## Collected data entries
= = = = = = =
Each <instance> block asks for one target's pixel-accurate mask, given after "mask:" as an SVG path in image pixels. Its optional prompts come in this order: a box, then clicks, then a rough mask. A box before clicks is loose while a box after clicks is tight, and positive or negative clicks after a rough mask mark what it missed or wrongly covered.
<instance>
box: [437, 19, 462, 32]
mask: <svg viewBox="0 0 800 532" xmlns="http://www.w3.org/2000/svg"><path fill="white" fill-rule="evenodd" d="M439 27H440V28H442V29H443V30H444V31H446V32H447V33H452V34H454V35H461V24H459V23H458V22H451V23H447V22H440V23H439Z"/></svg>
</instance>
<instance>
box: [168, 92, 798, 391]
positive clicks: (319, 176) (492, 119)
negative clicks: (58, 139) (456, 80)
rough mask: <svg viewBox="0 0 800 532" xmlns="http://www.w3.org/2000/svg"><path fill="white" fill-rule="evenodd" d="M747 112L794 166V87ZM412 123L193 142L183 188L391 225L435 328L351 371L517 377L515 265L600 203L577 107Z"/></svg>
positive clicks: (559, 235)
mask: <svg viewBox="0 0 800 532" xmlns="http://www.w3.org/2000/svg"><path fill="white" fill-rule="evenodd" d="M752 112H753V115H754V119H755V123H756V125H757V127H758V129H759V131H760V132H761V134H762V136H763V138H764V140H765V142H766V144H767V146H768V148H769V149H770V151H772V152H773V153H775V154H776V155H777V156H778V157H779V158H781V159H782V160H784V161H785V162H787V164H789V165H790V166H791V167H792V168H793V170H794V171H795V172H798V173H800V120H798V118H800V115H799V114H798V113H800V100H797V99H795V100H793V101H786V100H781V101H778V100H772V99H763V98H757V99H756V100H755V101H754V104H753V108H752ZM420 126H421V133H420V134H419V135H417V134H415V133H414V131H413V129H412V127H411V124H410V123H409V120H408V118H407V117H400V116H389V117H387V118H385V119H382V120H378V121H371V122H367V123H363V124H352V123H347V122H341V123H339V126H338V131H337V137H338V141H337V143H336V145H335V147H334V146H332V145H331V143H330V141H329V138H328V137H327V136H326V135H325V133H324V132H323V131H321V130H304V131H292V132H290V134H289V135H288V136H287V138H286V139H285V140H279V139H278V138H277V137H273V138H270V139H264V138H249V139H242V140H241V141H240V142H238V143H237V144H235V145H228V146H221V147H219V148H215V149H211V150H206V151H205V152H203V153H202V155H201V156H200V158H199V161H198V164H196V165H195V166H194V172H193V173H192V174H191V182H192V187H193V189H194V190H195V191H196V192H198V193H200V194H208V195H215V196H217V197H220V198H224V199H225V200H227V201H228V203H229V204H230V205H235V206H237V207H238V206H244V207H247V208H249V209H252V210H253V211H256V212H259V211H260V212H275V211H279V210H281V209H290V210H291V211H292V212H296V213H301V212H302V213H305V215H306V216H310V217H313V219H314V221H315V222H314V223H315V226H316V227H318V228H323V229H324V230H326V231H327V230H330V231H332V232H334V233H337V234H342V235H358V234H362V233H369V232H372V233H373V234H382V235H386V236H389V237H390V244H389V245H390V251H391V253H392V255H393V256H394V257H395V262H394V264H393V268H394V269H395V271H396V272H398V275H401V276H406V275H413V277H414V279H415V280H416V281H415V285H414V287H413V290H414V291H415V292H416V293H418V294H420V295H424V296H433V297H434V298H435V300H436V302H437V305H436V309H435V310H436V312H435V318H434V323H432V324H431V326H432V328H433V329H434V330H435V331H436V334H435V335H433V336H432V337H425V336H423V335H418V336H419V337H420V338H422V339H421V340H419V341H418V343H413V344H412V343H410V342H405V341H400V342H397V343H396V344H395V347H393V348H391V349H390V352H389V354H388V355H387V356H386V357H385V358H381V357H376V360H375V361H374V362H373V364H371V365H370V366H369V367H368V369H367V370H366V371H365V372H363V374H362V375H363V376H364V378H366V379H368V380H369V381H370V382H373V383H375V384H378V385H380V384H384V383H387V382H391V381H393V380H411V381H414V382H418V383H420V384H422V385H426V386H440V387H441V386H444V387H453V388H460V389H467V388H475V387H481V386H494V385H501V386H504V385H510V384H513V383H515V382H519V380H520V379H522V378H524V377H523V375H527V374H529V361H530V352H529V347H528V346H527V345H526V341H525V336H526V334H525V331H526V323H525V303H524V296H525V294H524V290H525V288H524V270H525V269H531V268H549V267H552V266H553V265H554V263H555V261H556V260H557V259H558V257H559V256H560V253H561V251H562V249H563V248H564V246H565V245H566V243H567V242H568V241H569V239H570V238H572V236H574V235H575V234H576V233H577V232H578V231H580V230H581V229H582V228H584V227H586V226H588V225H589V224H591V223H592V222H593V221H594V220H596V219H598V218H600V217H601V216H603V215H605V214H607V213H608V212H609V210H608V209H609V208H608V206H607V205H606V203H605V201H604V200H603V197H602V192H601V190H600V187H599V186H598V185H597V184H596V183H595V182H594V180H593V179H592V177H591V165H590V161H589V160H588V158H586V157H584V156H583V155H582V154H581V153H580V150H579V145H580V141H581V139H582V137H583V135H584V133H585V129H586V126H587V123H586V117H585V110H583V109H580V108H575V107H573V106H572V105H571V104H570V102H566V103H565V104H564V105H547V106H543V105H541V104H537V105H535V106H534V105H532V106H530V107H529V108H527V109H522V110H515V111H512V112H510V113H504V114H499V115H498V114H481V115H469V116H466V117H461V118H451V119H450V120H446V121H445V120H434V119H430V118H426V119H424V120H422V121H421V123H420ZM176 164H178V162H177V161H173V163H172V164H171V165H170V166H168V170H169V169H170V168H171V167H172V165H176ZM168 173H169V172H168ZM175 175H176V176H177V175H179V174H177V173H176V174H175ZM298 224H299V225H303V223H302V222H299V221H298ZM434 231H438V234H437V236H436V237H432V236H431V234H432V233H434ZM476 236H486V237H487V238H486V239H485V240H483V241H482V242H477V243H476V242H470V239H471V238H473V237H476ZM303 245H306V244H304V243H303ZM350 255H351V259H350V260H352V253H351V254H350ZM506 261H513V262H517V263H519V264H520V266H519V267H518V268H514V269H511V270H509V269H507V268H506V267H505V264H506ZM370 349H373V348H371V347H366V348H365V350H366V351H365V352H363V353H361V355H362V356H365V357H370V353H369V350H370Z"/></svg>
= = = = = = =
## TASK OBJECTIVE
The answer is the lines above between the line holding "box: [437, 19, 462, 32]" and the line holding "rough mask: <svg", inclusive, each written out exactly, and no others.

## TASK SOLUTION
box: [437, 19, 462, 32]
mask: <svg viewBox="0 0 800 532" xmlns="http://www.w3.org/2000/svg"><path fill="white" fill-rule="evenodd" d="M439 27H440V28H442V29H443V30H444V31H446V32H447V33H452V34H454V35H461V24H459V23H458V22H451V23H447V22H440V23H439Z"/></svg>
</instance>
<instance>
box: [168, 92, 798, 391]
positive clicks: (319, 176) (492, 119)
negative clicks: (58, 139) (456, 80)
rough mask: <svg viewBox="0 0 800 532" xmlns="http://www.w3.org/2000/svg"><path fill="white" fill-rule="evenodd" d="M747 112L794 166V87ZM412 123L193 142L183 188L391 225L435 328L351 371L517 377L515 265L600 203L577 107Z"/></svg>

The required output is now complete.